### What you should do
Render the data below as a JSON list of strings, with one string for each line and no blank lines.

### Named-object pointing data
----

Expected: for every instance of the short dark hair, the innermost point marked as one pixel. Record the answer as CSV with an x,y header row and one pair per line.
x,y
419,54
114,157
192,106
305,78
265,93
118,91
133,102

----

### Written response
[
  "Expected: for every instance of the short dark hair, the innermost point marked as one pixel. Record the answer as CSV with an x,y header row and one pair per line.",
  "x,y",
  "419,54",
  "114,157",
  "192,106",
  "305,78",
  "265,93",
  "118,91",
  "133,102"
]